### WHAT THE TASK ASKS
Convert the lines beginning at the one containing "Which region of this frame contains the shaggy" and ending after the one containing "[0,414,1038,533]" into a JSON list of strings, one string per line, with blank lines omitted.

═════ RAW RECORDS

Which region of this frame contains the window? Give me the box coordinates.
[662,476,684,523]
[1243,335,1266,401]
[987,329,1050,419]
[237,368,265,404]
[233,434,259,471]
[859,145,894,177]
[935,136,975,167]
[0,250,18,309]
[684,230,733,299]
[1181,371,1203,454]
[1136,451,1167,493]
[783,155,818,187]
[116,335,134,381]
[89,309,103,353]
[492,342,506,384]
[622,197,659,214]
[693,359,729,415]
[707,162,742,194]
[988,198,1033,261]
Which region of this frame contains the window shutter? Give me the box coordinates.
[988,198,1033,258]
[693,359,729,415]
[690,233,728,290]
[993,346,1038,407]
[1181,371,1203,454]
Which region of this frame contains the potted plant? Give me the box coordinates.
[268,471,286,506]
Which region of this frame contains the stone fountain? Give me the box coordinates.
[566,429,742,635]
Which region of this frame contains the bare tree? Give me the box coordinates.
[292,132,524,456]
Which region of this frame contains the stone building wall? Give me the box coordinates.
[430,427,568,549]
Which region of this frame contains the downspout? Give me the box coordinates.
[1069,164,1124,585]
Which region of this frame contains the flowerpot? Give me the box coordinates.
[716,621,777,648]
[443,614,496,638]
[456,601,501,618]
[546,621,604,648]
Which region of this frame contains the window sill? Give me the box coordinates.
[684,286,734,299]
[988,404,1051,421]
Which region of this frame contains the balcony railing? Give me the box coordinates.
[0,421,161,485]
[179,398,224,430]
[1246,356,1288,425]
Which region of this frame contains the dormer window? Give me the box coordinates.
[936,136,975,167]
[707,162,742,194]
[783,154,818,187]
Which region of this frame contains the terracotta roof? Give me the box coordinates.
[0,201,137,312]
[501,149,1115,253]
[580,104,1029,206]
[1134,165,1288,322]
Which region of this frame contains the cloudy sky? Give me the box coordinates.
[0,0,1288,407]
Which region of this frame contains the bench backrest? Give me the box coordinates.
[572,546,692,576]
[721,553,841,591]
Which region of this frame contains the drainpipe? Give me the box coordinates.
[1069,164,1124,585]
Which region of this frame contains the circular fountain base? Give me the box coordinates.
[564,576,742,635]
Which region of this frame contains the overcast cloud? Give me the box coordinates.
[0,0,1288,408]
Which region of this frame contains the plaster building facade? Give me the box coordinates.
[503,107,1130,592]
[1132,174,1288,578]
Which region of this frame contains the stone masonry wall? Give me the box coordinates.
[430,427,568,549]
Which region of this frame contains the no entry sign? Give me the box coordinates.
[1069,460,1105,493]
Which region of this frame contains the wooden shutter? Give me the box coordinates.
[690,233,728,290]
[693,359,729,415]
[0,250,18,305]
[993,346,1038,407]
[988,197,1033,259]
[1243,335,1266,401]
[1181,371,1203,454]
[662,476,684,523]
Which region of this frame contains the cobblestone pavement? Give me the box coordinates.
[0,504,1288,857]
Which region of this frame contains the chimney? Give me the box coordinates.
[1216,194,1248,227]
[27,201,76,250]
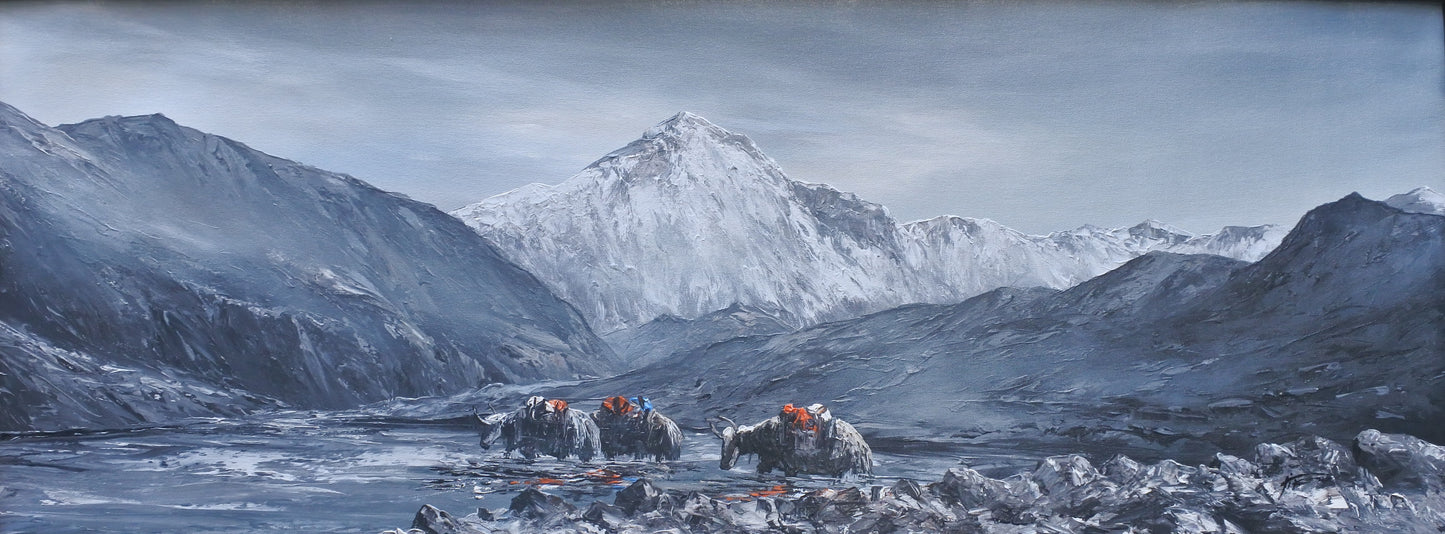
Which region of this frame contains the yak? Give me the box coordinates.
[712,404,873,476]
[592,395,682,462]
[477,395,601,462]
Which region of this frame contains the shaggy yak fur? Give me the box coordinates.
[477,397,601,462]
[592,395,682,462]
[714,404,873,476]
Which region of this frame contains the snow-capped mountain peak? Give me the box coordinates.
[1384,186,1445,215]
[452,111,1277,332]
[642,111,731,139]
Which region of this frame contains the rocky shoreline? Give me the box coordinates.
[389,430,1445,534]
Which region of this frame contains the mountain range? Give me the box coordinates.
[548,189,1445,460]
[0,104,617,430]
[452,113,1285,332]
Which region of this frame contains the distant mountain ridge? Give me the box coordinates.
[548,190,1445,462]
[0,104,616,430]
[452,113,1285,332]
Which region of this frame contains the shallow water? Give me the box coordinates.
[0,414,1038,533]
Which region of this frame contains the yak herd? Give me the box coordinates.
[477,397,873,476]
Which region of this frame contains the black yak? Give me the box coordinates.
[714,404,873,476]
[592,395,682,462]
[477,397,601,462]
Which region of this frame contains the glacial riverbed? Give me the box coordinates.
[0,413,1046,533]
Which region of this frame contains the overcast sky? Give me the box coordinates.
[0,1,1445,232]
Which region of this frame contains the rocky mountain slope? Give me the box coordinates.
[553,195,1445,459]
[454,113,1285,332]
[0,104,614,430]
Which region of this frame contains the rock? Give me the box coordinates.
[413,432,1445,534]
[412,504,480,534]
[1354,430,1445,492]
[507,488,577,520]
[613,478,665,515]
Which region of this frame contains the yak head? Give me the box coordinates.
[708,417,743,470]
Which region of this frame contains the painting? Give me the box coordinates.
[0,0,1445,533]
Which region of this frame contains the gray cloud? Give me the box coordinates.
[0,3,1445,232]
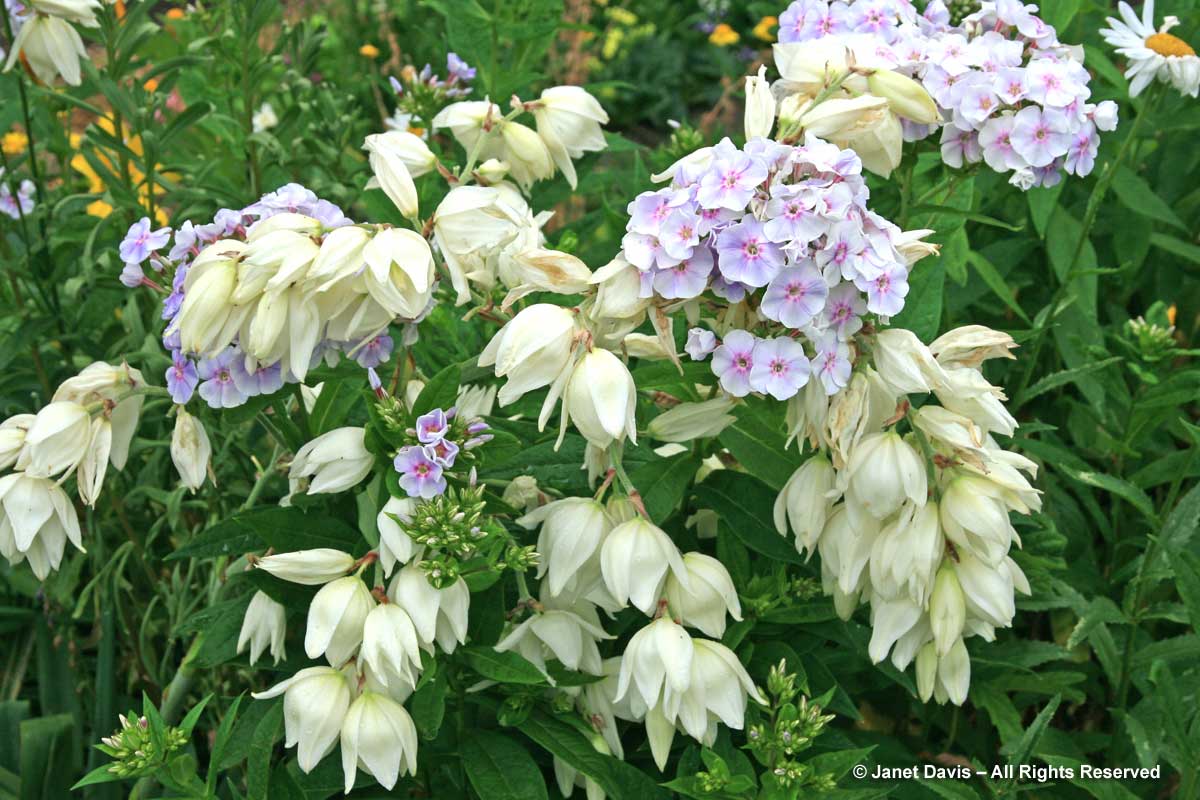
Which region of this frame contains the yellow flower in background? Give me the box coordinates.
[708,23,742,47]
[71,115,169,225]
[754,16,779,42]
[0,128,29,156]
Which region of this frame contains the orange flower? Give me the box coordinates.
[708,23,742,47]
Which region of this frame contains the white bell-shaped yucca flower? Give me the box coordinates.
[496,608,614,685]
[388,564,470,652]
[847,431,929,519]
[175,239,246,356]
[170,405,212,492]
[678,639,767,745]
[613,616,696,721]
[600,517,691,614]
[238,591,288,667]
[929,565,967,656]
[774,456,838,555]
[0,473,83,581]
[362,131,437,219]
[304,575,376,667]
[288,427,374,494]
[359,603,421,691]
[341,691,416,794]
[17,401,92,477]
[941,474,1016,566]
[533,86,608,188]
[376,498,419,577]
[647,393,737,441]
[479,303,577,405]
[665,553,742,639]
[563,348,637,449]
[517,498,613,596]
[254,547,355,587]
[743,66,776,142]
[253,667,352,772]
[362,228,436,319]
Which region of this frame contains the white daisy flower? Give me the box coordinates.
[1100,0,1200,97]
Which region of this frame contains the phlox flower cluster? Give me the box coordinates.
[622,136,922,399]
[0,167,36,219]
[776,0,1117,190]
[119,184,433,408]
[392,408,492,499]
[0,361,145,581]
[775,325,1042,704]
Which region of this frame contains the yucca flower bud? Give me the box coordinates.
[479,303,577,405]
[0,473,84,581]
[847,431,929,519]
[341,691,416,794]
[359,603,421,691]
[17,401,92,477]
[288,427,374,494]
[929,565,967,656]
[517,498,613,596]
[362,228,436,319]
[175,240,246,356]
[600,517,691,614]
[0,414,37,470]
[872,327,946,395]
[866,70,942,125]
[647,393,738,441]
[170,405,212,492]
[743,66,775,140]
[664,553,742,639]
[304,575,376,667]
[533,86,608,188]
[774,456,839,555]
[388,564,470,652]
[254,547,354,587]
[238,591,288,667]
[929,325,1016,369]
[362,131,437,219]
[253,667,350,772]
[563,348,637,449]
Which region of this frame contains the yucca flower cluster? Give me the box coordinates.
[774,325,1042,705]
[0,361,145,579]
[775,0,1117,190]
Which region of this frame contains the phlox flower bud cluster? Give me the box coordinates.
[0,361,145,579]
[776,0,1117,190]
[774,325,1042,704]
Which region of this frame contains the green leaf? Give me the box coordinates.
[629,452,700,523]
[517,709,670,800]
[413,363,462,416]
[1112,167,1188,230]
[696,469,804,564]
[718,401,800,491]
[461,729,548,800]
[462,644,546,685]
[20,714,80,800]
[409,669,449,740]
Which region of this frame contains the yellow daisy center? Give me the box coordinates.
[1146,34,1196,56]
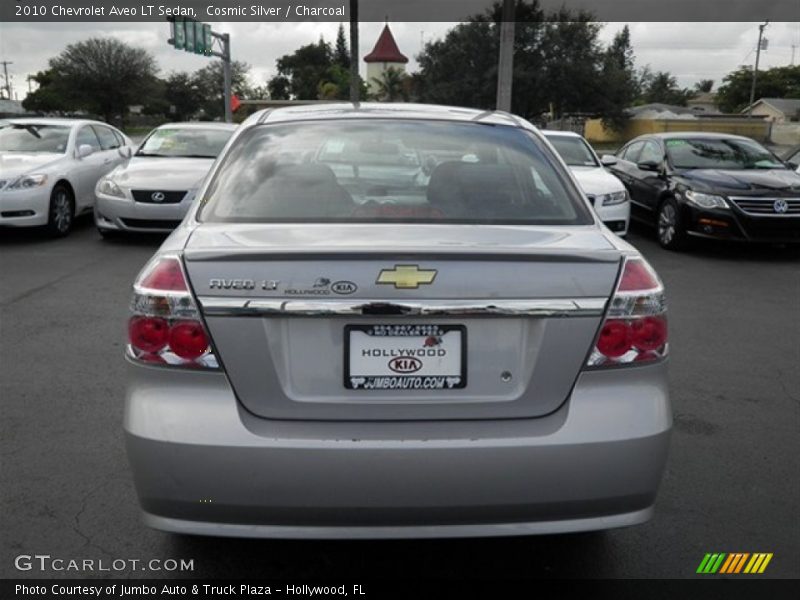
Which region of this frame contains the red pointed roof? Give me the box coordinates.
[364,25,408,63]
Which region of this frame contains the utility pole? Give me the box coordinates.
[350,0,361,104]
[0,60,14,100]
[497,0,516,112]
[747,21,769,119]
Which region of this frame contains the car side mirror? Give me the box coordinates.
[78,144,94,158]
[636,160,661,173]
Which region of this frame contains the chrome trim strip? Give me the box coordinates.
[728,196,800,218]
[198,296,608,318]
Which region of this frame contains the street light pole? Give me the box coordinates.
[497,0,515,112]
[350,0,361,104]
[747,21,769,119]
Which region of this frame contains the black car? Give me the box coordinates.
[611,132,800,250]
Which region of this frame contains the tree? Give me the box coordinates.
[333,23,350,69]
[599,25,641,130]
[372,67,409,102]
[192,60,250,119]
[413,0,604,118]
[717,65,800,112]
[642,71,692,106]
[23,38,157,122]
[164,72,203,121]
[694,79,714,94]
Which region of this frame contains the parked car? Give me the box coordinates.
[0,118,132,236]
[94,122,236,237]
[542,131,631,236]
[611,132,800,250]
[783,146,800,173]
[124,103,671,538]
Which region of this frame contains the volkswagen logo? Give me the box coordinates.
[772,198,789,215]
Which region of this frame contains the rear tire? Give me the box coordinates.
[45,183,75,237]
[656,198,688,250]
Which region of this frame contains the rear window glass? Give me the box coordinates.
[199,120,592,224]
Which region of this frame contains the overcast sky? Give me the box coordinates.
[0,22,800,100]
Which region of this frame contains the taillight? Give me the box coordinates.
[128,256,218,369]
[587,257,669,368]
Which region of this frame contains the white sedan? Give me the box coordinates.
[542,131,631,236]
[94,122,236,237]
[0,118,132,236]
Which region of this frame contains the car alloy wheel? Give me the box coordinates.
[47,185,75,237]
[658,202,677,246]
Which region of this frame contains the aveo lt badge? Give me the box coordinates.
[375,265,436,290]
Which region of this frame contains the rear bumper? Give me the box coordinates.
[125,364,671,538]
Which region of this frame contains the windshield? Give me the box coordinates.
[666,138,785,170]
[0,123,70,154]
[136,128,233,158]
[547,135,600,167]
[200,119,592,224]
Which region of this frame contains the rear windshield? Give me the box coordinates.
[666,138,785,170]
[199,120,593,224]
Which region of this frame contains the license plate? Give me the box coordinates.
[344,324,467,390]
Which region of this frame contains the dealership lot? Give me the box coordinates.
[0,220,800,579]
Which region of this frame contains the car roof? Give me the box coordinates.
[632,131,752,141]
[539,129,583,139]
[246,102,535,129]
[156,121,237,131]
[7,117,114,127]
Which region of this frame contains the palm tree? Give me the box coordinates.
[372,67,408,102]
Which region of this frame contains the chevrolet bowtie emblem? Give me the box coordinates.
[376,265,436,290]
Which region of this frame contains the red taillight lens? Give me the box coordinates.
[169,321,208,360]
[128,317,169,354]
[631,317,667,352]
[597,321,631,358]
[617,258,661,292]
[128,254,219,369]
[586,256,668,368]
[138,258,189,292]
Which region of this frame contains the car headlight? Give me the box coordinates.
[684,190,728,208]
[96,178,125,198]
[6,173,47,190]
[596,190,628,206]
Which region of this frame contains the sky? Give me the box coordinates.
[0,22,800,100]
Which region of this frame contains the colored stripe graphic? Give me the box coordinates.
[697,552,772,575]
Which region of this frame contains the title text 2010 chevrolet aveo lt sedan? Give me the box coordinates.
[125,104,671,537]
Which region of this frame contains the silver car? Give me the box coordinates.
[94,122,236,237]
[124,104,672,538]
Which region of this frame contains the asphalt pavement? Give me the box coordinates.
[0,220,800,580]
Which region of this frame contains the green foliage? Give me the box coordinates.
[717,65,800,112]
[24,38,157,121]
[372,67,411,102]
[267,37,366,100]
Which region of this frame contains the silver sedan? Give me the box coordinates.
[124,104,672,538]
[94,122,236,237]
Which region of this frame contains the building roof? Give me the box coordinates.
[742,98,800,117]
[364,24,408,63]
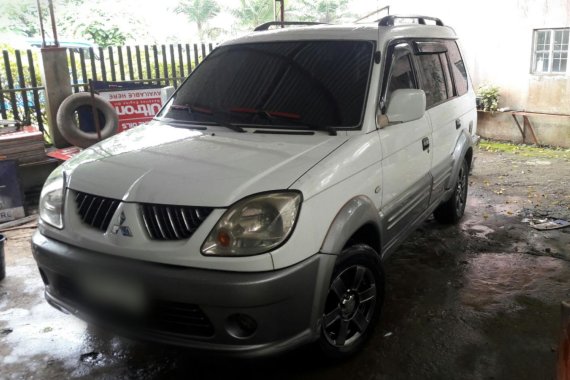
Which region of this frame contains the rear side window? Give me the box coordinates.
[418,54,447,108]
[386,53,416,99]
[445,41,467,96]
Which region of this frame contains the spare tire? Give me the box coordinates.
[56,92,119,148]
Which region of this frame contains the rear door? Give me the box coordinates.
[414,40,472,202]
[378,42,431,245]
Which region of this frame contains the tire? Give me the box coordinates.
[318,245,384,359]
[433,159,469,224]
[56,92,119,148]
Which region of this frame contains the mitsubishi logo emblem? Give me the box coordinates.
[111,211,133,237]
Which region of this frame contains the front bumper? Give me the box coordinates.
[32,232,336,356]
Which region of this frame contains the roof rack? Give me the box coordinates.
[253,21,326,32]
[378,15,443,26]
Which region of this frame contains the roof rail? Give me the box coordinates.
[253,21,326,32]
[378,15,443,26]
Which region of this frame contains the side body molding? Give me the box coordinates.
[321,195,381,255]
[445,131,473,190]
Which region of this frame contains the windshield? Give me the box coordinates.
[158,40,374,129]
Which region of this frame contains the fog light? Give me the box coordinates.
[38,268,49,285]
[226,314,257,339]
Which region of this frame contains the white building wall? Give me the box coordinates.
[390,0,570,114]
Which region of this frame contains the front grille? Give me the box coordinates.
[141,204,212,240]
[75,191,120,231]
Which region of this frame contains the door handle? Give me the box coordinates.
[422,137,429,150]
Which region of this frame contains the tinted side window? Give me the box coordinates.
[445,41,467,95]
[439,53,455,98]
[418,54,447,108]
[386,53,416,99]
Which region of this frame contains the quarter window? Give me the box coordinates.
[418,54,447,108]
[532,29,570,74]
[445,41,467,96]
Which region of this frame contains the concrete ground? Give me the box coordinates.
[0,145,570,380]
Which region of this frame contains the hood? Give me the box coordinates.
[63,123,348,207]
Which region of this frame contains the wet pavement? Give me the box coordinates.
[0,148,570,380]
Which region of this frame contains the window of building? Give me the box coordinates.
[532,29,570,74]
[386,53,417,99]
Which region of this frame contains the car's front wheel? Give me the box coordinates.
[319,245,384,358]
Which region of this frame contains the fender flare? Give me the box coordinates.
[56,92,119,148]
[321,195,381,255]
[445,132,473,190]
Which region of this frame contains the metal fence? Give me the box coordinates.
[0,49,45,130]
[0,43,214,131]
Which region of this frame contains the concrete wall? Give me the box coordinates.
[390,0,570,146]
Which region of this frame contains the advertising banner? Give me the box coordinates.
[95,82,162,132]
[0,160,25,223]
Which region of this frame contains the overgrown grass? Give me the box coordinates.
[479,140,570,159]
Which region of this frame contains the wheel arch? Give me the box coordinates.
[321,195,382,255]
[445,132,473,190]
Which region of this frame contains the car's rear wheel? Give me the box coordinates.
[319,245,384,358]
[433,159,469,224]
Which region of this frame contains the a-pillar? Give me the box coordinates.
[40,47,72,148]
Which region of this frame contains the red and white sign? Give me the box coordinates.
[99,88,162,133]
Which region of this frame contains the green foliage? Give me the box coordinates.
[233,0,274,29]
[174,0,220,40]
[293,0,348,23]
[477,84,501,112]
[479,140,570,159]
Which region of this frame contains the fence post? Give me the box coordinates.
[40,47,72,148]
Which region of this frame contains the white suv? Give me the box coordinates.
[33,16,476,357]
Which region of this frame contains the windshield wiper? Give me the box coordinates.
[230,108,337,136]
[170,104,245,133]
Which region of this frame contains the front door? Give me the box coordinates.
[378,43,432,248]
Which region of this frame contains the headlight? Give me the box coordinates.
[202,191,301,256]
[40,168,65,229]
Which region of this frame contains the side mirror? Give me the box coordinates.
[385,89,426,124]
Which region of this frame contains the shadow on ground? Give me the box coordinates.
[0,148,570,380]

══════════

### RESULT OF THE EXERCISE
[
  "Which region of this frame contains the shaggy yak fur? Give me the box coordinates.",
  "[477,397,601,462]",
  "[592,395,682,462]",
  "[714,404,873,476]",
  "Which region of this frame contains the snow-capped mountain peak? Give me the box coordinates.",
  "[1384,186,1445,215]",
  "[452,111,1277,332]",
  "[642,111,731,139]",
  "Which region of this frame contains the rocky shoreline? Give me the box coordinates.",
  "[389,430,1445,534]",
  "Which region of this frame contains the mountain range? Give me the box coordinates.",
  "[548,189,1445,460]",
  "[0,104,617,430]",
  "[452,113,1285,332]",
  "Which region of this frame contains the distant mountain ridge? Give me the box coordinates.",
  "[548,190,1445,462]",
  "[0,104,616,430]",
  "[452,113,1285,332]",
  "Which region of this frame contains the shallow water? Give me the box coordinates.",
  "[0,414,1038,533]"
]